*** DOCUMENT TEXT ***

COMMUNICATIONS & DIGITAL SOCIETY
- “In a laboratory study and a field experiment across five countries (in Europe, the Middle East and South Asia), we show that videoconferencing inhibits the production of creative ideas. By contrast, when it comes to selecting which idea to pursue, we find no evidence that videoconferencing groups are less effective (and preliminary evidence that they may be more effective) than in-person groups.” A study published in Nature by Brucks and Levav investigated the effects that the wave of pandemic-related videoconferencing has had on the quality of collaboration, compared with in-person meetings.
- “…the preprint system has come of age, demonstrating huge value in rapidly communicating important research findings….A degree of immediate peer review is also available by means of the preprint comments section and from colleagues via social media. The full peer-reviewed manuscripts usually appear many weeks or even months later. I cannot envisage a future without such rapid dissemination of new evidence.” A viewpoint article by Peter Horby published in Nature Medicine endorses the use of preprint articles to communicate research findings as, on balance, a good thing for patients.
- “Researchers have measured Americans’ understanding of S&T for decades and have noted a pattern of positive perceptions about science and scientists over time. This report describes that pattern and considers how those perceptions vary between people with different characteristics.” A National Science Foundation report authored Brian Southwell and Karen White provides a snapshot of US public attitudes about science and scientists as measured by survey data.
- “People of color are overrepresented in low-paying frontline jobs that increase their exposure, Furr-Holden notes; they also face unequal access to health care and have more underlying conditions that make them more vulnerable to begin with. All of these are ongoing factors that raise the risk of infection and death.” NPR’s Maria Godoy scrutinizes the toll of the COVID pandemic, and uncovers distinct patterns of inequality in the impact.

*** End of DOCUMENT TEXT ***
*** INPUT DATA ***

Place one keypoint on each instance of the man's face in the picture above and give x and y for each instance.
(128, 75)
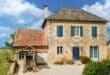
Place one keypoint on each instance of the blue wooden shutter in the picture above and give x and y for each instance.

*** End of INPUT DATA ***

▸ WHAT THIS EXERCISE ASKS:
[a] List every person named in the digital society text.
[b] Recast the paragraph of the digital society text that begins "In a laboratory study and a field experiment" as a short bulleted list that keeps its main facts.
[c] Continue the digital society text from its last sentence.
The data above come from a separate source and are unrelated to the digital society text.

▸ WRITTEN RESPONSES:
[a] Brucks, Levav, Peter Horby, Brian Southwell, Karen White, Furr-Holden, Maria Godoy

[b]
- Source: a study by Brucks and Levav, published in Nature
- Subject: how pandemic-related videoconferencing affects the quality of collaboration compared with in-person meetings
- Method: a laboratory study and a field experiment across five countries in Europe, the Middle East and South Asia
- Finding on idea generation: videoconferencing inhibits the production of creative ideas
- Finding on idea selection: no evidence that videoconferencing groups are less effective than in-person groups, and preliminary evidence that they may be more effective

[c]
- “…studies of medical debt litigation are limited by the difficulty of obtaining relevant data, which is necessary to guide urgently needed reform. To better understand medical debt litigation, uniform, searchable electronic dockets should be adopted by all state courts, and standardized reporting requirements should be instituted for all health care entities.” An article in Health Affairs Forefront by Shultz and colleagues offers a sense of urgency for reforming how hospitals and health systems go about collecting medical debt – including how they document and report debt collection activities.
- “The only way to understand what is happening on the platforms is for lawmakers and regulators to require social media companies to release data to independent researchers. In particular, we need access to data on the structures of social media, like platform features and algorithms, so we can better analyze how they shape the spread of information and affect user behavior.” A viewpoint article published in Scientific American by Renée DiResta, Laura Edelson, Brendan Nyhan, and Ethan Zuckerman asserts that it is high time that social media companies permitted independent researchers to have a look under the hood at how their apps and algorithms are actually operating.
- “Vague mandates won’t work, but with clear frameworks, we can weed out AI that perpetuates discrimination against the most vulnerable people, and focus on building AI that makes society better.” An opinion article in Nature by NYU sociologist Mona Sloane lays out a roadmap for developing AI systems that prioritize fairness.